_Description of the task_: Convert the records below into a two-column CSV with the headers request and points, giving one row per request, with its text under request and its answer under points. Put each value in a single quoted field with line breaks replaced by spaces, and leave out the pictures.

── Material supplied

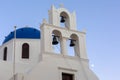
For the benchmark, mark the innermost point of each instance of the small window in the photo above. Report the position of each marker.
(66, 76)
(25, 51)
(5, 54)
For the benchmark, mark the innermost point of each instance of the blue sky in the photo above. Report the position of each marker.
(101, 19)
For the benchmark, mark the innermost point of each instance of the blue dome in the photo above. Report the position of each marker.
(24, 33)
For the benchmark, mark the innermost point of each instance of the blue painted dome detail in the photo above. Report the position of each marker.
(24, 33)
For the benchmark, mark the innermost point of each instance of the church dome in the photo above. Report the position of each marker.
(24, 33)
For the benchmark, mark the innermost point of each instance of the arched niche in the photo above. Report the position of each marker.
(74, 49)
(64, 16)
(56, 36)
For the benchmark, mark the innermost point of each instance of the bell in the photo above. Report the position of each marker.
(54, 42)
(72, 43)
(62, 19)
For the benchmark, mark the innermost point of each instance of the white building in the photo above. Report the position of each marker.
(30, 54)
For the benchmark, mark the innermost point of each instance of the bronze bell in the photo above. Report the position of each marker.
(72, 43)
(54, 42)
(62, 19)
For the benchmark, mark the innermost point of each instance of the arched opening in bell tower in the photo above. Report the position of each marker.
(56, 41)
(73, 45)
(64, 20)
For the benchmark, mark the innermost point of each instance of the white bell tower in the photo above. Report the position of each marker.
(56, 14)
(63, 34)
(65, 37)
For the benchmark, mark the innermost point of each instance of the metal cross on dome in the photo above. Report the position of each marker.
(61, 5)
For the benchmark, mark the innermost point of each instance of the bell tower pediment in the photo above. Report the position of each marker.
(62, 17)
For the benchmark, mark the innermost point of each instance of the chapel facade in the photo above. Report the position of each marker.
(55, 52)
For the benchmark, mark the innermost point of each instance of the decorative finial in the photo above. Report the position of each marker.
(26, 26)
(15, 26)
(61, 5)
(44, 20)
(84, 30)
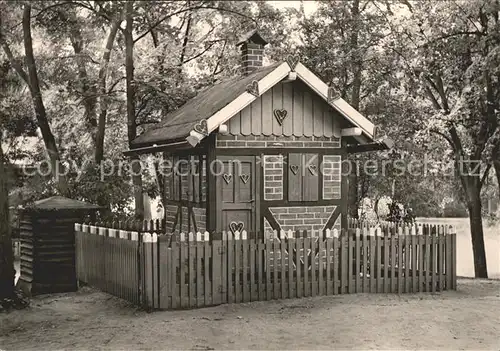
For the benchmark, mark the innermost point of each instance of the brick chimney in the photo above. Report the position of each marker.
(252, 51)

────

_Expected answer_:
request,points
"For the benchmark, mark the innermost point of each instance of the small window in the photo above. Report the position of each marker.","(66, 76) (25, 51) (5, 54)"
"For the benchmark, mark the innermost point of each instance of the blue sky in the photo above. Report the position of each marker.","(101, 19)"
"For the benchmark, mark the innermost point of each instance of the blue dome in the photo above. Report the position of each marker.","(24, 33)"
"For the benchmark, mark the innermost point of each instance of the blue painted dome detail in the photo above. Report the position of each marker.","(24, 33)"
"For the benchmark, mark the innermost point of each instance of the church dome in the photo above. Report the position of each marker.","(24, 33)"
"For the benchmark, mark the innermost point of each instance of the arched niche in the photo above. Report the position of each marker.","(74, 49) (64, 16) (56, 36)"
"For the benchmark, mark the innermost point of each instance of the bell in the photo above. Report the position of each marker.","(54, 42) (72, 43) (62, 19)"
"For the benchmark, mark the innermost point of each instance of the white building in the photo above. Report the position of each marker.","(30, 54)"
"For the benchmark, mark the innermost point of each instance of the bronze bell in the photo above. Report the position of each marker.","(72, 43) (54, 42) (62, 19)"
"For the benchmark, mark the innermost point of each instance of the arched opening in bell tower in the photo above. Report the position of each marker.","(56, 41) (73, 45) (64, 20)"
"For the benchmark, mark the innermost point of each instance of the white bell tower in the photo above. Report the position of each marker.","(56, 14) (63, 34) (65, 37)"
"For the benchmark, mark the innermost point of each instance of the metal cross on dome in the photo above. Report the position of each marker.","(61, 5)"
"For the benchmark, mark the innermost point of each instance of the bell tower pediment in the photo above. Report the position of each marker.","(62, 17)"
"For the benchmark, mark the innermost point of each instance of the chapel facade in the photo above. Report the position of each marker.","(55, 52)"
"For the benchmark, mark the innermost point of each instance of the decorative finial in the photo above. Report the position of each marker.","(26, 26) (15, 26) (61, 5) (44, 20) (84, 30)"
"For the benchmark, mark the innermost point of each instance of the brick chimney in the photo above. Report the position of each marker.","(252, 51)"